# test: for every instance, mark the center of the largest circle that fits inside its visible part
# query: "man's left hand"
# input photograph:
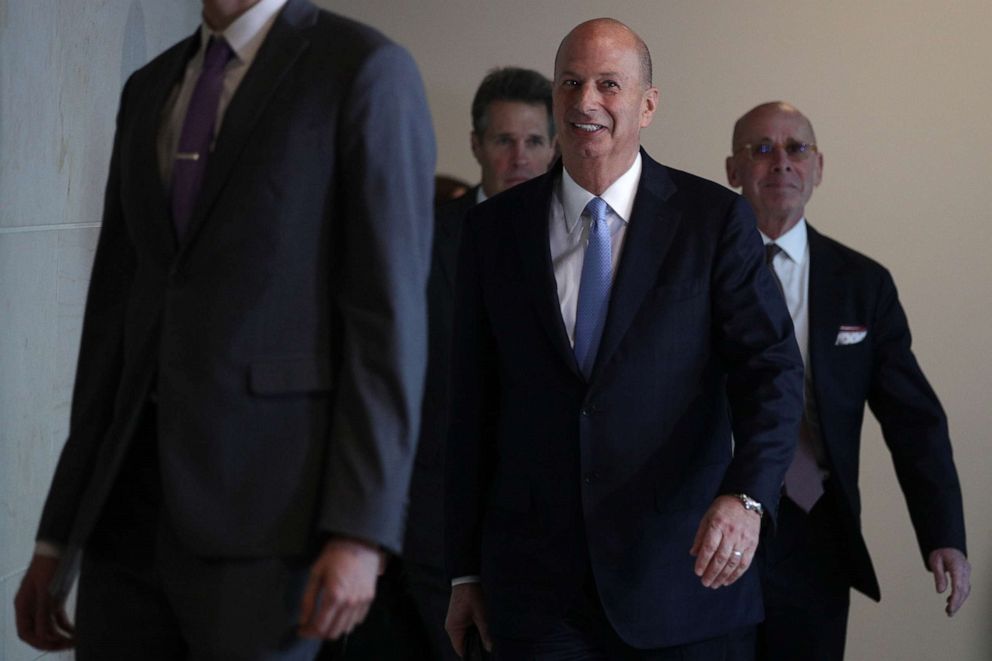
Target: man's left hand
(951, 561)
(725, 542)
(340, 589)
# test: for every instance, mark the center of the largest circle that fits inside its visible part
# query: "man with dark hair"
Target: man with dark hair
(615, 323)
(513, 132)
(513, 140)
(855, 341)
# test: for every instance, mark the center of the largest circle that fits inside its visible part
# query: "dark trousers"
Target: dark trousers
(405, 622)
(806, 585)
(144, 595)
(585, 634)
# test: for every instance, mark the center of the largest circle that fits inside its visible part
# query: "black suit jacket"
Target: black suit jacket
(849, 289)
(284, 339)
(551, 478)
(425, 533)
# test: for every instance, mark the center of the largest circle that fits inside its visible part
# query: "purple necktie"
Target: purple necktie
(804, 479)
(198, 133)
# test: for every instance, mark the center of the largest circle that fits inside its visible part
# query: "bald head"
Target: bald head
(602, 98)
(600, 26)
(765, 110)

════

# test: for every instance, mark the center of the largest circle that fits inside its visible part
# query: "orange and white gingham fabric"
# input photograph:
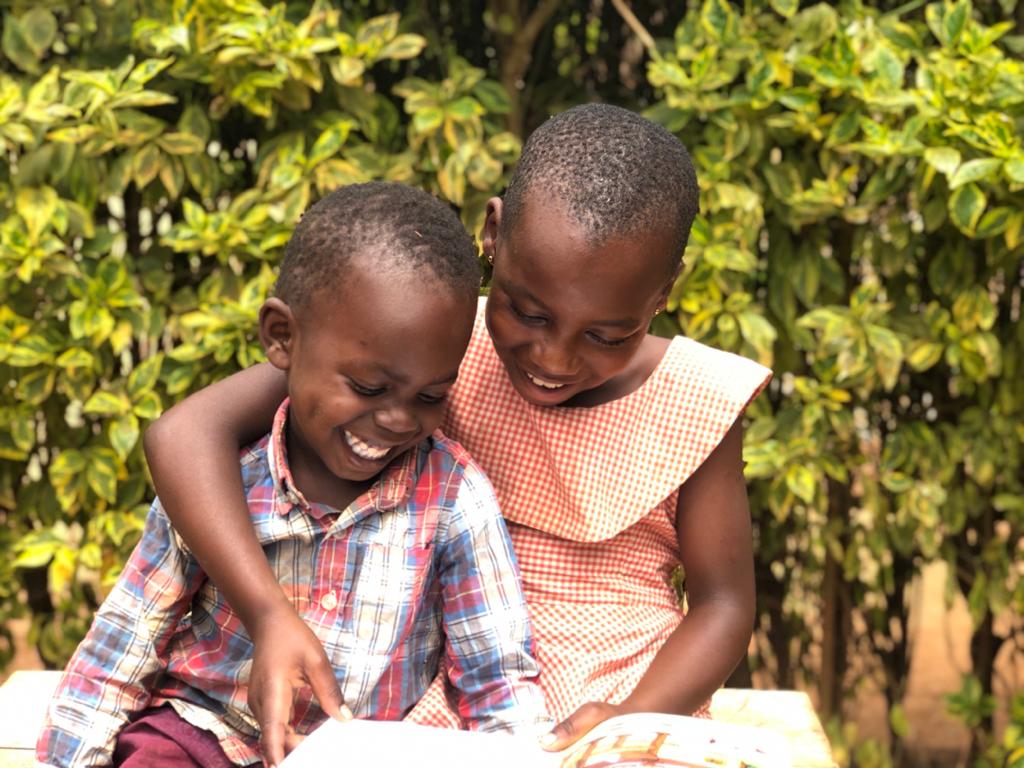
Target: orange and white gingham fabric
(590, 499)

════

**Directions for this task**
Scan the material above for lines holding the string "query" and copy those lines.

**Expected answer**
# query: "man's left hand"
# query: "man with dark hair"
# query: "dark trousers"
# query: "black suit jacket"
# query: "purple necktie"
# query: "bald head"
# query: "orange and white gingham fabric"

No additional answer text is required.